OBJECTIVE: State how many lines of the records below contain the word "road". Give only the number.
═════ INPUT FOR THIS TASK
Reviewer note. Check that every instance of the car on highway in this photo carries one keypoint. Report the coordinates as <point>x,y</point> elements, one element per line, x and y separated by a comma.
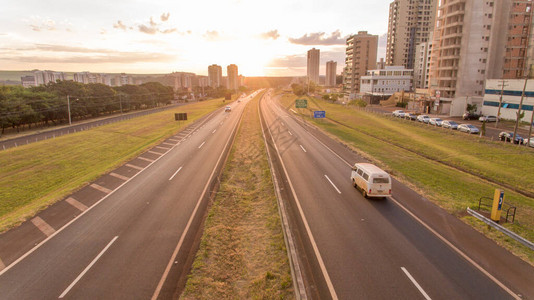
<point>435,121</point>
<point>470,116</point>
<point>488,119</point>
<point>449,124</point>
<point>410,116</point>
<point>467,128</point>
<point>506,136</point>
<point>423,118</point>
<point>371,180</point>
<point>398,113</point>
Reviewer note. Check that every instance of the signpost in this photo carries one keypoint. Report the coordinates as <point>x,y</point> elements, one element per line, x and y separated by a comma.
<point>301,103</point>
<point>319,114</point>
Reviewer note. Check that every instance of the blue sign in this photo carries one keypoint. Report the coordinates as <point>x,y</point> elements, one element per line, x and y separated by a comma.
<point>319,114</point>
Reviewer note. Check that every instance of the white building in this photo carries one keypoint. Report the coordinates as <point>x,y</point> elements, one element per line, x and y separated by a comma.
<point>511,97</point>
<point>386,81</point>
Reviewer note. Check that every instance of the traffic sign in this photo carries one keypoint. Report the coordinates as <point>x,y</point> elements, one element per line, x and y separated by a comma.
<point>319,114</point>
<point>301,103</point>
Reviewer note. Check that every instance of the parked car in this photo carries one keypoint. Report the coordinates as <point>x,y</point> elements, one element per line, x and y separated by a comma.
<point>507,137</point>
<point>398,113</point>
<point>470,116</point>
<point>468,128</point>
<point>488,119</point>
<point>410,116</point>
<point>423,118</point>
<point>435,121</point>
<point>449,124</point>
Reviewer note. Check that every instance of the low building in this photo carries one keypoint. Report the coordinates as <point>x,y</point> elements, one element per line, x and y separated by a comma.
<point>511,97</point>
<point>387,81</point>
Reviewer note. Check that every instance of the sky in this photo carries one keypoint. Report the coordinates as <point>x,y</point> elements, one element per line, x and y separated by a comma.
<point>263,38</point>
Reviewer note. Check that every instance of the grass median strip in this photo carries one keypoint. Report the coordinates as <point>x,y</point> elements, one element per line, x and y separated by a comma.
<point>36,175</point>
<point>431,160</point>
<point>242,252</point>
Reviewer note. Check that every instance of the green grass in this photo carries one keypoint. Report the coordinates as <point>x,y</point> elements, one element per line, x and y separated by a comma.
<point>36,175</point>
<point>431,160</point>
<point>242,252</point>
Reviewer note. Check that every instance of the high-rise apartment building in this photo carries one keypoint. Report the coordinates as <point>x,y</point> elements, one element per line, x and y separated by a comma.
<point>478,40</point>
<point>215,75</point>
<point>313,65</point>
<point>410,23</point>
<point>233,77</point>
<point>331,69</point>
<point>360,57</point>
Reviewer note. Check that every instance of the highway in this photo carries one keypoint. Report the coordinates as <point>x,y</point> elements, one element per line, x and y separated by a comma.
<point>135,242</point>
<point>357,248</point>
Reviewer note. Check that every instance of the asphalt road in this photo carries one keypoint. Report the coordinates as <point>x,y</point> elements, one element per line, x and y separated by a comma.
<point>360,248</point>
<point>133,243</point>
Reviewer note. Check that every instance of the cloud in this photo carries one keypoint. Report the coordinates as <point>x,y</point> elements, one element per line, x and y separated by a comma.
<point>319,38</point>
<point>120,25</point>
<point>273,34</point>
<point>211,35</point>
<point>164,17</point>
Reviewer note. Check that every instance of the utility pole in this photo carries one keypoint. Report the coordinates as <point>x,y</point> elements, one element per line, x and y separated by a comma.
<point>519,110</point>
<point>68,108</point>
<point>500,102</point>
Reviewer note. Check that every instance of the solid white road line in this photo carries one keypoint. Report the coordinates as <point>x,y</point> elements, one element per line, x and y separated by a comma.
<point>76,204</point>
<point>87,268</point>
<point>119,176</point>
<point>101,188</point>
<point>43,226</point>
<point>332,184</point>
<point>416,284</point>
<point>175,173</point>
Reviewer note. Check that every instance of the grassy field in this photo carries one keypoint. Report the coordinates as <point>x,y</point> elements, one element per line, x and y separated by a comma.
<point>242,253</point>
<point>38,174</point>
<point>451,168</point>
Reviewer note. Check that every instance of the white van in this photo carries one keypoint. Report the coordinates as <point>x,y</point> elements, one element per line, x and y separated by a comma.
<point>371,180</point>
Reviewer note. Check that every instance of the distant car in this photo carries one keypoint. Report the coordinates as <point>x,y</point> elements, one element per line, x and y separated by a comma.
<point>409,116</point>
<point>398,113</point>
<point>449,124</point>
<point>507,137</point>
<point>470,116</point>
<point>468,128</point>
<point>423,118</point>
<point>488,119</point>
<point>435,121</point>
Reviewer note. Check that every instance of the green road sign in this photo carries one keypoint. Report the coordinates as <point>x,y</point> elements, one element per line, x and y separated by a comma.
<point>301,103</point>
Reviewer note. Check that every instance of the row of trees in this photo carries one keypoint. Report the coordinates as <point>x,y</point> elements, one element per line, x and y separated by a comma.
<point>49,104</point>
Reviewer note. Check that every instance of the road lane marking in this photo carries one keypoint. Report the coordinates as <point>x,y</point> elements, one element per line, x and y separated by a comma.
<point>175,173</point>
<point>315,248</point>
<point>43,226</point>
<point>145,159</point>
<point>416,284</point>
<point>332,184</point>
<point>87,268</point>
<point>462,254</point>
<point>101,188</point>
<point>119,176</point>
<point>76,204</point>
<point>134,166</point>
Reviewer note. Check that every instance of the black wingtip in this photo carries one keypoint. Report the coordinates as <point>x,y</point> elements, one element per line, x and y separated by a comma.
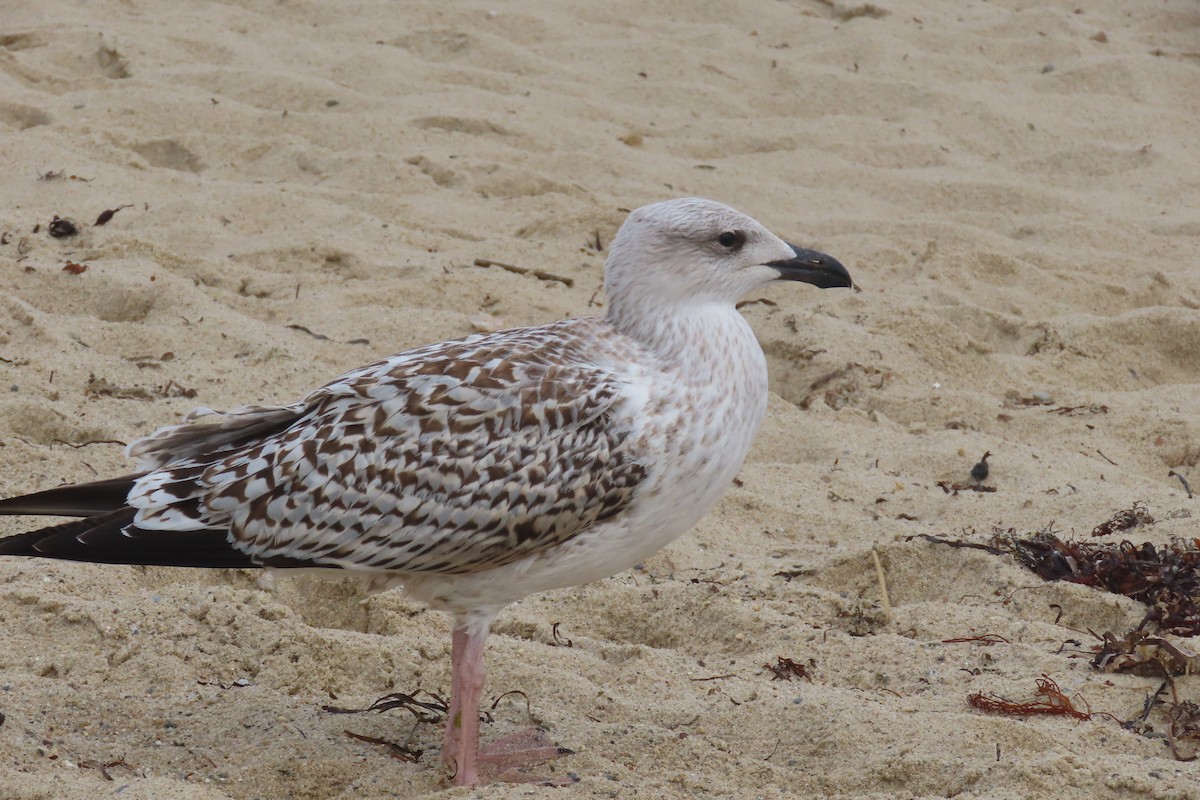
<point>113,539</point>
<point>73,500</point>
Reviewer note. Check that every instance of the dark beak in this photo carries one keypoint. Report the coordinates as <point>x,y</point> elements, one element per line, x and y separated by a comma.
<point>810,266</point>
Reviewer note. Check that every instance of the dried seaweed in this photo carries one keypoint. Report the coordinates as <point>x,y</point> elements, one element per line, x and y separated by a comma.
<point>1167,578</point>
<point>1053,702</point>
<point>1140,653</point>
<point>1125,519</point>
<point>786,668</point>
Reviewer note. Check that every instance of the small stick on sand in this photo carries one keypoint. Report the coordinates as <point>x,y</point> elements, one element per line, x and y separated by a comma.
<point>541,275</point>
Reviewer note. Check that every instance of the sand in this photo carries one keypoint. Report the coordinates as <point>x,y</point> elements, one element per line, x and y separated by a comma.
<point>1012,184</point>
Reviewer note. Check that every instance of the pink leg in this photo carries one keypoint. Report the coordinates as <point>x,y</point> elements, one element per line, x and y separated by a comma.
<point>460,747</point>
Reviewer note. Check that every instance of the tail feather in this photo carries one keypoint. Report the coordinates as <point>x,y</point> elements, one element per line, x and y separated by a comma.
<point>73,500</point>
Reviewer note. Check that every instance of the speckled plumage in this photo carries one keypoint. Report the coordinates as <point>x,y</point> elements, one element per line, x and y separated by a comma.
<point>479,470</point>
<point>447,459</point>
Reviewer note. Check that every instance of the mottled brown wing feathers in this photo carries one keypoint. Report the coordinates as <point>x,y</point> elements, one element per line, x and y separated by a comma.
<point>453,458</point>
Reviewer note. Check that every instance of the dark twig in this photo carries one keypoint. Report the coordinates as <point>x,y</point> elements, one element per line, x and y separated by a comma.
<point>541,275</point>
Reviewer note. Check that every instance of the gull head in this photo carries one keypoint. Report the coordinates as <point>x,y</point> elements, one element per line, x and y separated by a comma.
<point>693,251</point>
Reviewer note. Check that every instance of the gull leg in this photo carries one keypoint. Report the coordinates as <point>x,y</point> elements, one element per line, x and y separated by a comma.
<point>503,759</point>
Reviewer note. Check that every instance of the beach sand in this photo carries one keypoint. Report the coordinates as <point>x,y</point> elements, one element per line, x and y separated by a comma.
<point>306,186</point>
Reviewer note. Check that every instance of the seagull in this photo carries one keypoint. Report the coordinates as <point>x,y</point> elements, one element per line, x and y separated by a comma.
<point>475,471</point>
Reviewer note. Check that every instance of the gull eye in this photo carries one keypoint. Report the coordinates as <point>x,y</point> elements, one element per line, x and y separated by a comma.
<point>732,240</point>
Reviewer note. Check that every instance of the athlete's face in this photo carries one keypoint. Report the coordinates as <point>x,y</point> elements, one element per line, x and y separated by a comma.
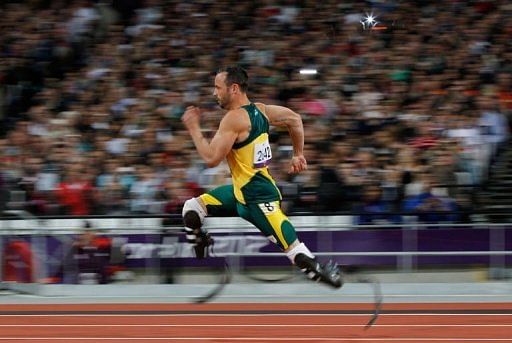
══════════
THE COMPLETED TASK: 4